- **EXERCISE DESCRIPTION**:
The output must match the entries below exactly.

** DATA TO PROCESS follows **

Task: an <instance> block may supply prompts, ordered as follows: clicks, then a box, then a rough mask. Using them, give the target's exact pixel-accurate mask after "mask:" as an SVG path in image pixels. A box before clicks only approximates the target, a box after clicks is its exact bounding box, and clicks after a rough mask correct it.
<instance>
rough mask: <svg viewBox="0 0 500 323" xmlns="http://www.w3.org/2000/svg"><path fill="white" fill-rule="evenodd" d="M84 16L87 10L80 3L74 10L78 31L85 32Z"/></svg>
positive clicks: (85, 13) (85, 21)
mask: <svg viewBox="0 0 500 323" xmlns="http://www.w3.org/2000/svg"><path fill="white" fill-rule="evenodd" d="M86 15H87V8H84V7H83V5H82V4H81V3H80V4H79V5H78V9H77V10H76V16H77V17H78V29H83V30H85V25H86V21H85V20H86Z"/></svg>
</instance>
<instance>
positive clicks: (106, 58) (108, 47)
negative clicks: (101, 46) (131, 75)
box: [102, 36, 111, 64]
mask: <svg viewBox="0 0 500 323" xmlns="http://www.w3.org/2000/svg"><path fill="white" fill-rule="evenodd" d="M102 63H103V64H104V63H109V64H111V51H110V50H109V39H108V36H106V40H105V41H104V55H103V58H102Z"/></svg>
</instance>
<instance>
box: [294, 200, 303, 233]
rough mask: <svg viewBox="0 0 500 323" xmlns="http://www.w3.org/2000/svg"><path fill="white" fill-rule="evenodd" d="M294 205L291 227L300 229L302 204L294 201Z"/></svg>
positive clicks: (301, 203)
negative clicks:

** End of DATA TO PROCESS **

- **FINAL ANSWER**:
Task: an <instance> block may supply prompts, ordered as follows: clicks, then a box, then a rough mask. Using them, give the target's exact pixel-accurate mask after "mask:" as an SVG path in image pixels. A box before clicks only approximates the target, a box after clicks is its exact bounding box, and clicks after a rough mask correct it.
<instance>
rough mask: <svg viewBox="0 0 500 323" xmlns="http://www.w3.org/2000/svg"><path fill="white" fill-rule="evenodd" d="M84 16L87 10L80 3L74 10L78 31L85 32Z"/></svg>
positive clicks: (85, 13) (85, 21)
mask: <svg viewBox="0 0 500 323" xmlns="http://www.w3.org/2000/svg"><path fill="white" fill-rule="evenodd" d="M86 15H87V8H84V7H83V5H82V4H81V3H80V4H79V5H78V9H77V10H76V16H77V17H78V29H83V30H85V25H86V21H85V20H86Z"/></svg>
</instance>
<instance>
positive clicks: (106, 58) (108, 47)
negative clicks: (101, 46) (131, 75)
box: [102, 36, 111, 64]
mask: <svg viewBox="0 0 500 323" xmlns="http://www.w3.org/2000/svg"><path fill="white" fill-rule="evenodd" d="M102 63H103V64H104V63H109V64H111V51H110V50H109V39H108V36H106V40H105V41H104V55H103V58H102Z"/></svg>
</instance>
<instance>
box: [294, 200, 303, 233]
rough mask: <svg viewBox="0 0 500 323" xmlns="http://www.w3.org/2000/svg"><path fill="white" fill-rule="evenodd" d="M294 205L291 227L300 229L302 204L294 201Z"/></svg>
positive clicks: (301, 203)
negative clicks:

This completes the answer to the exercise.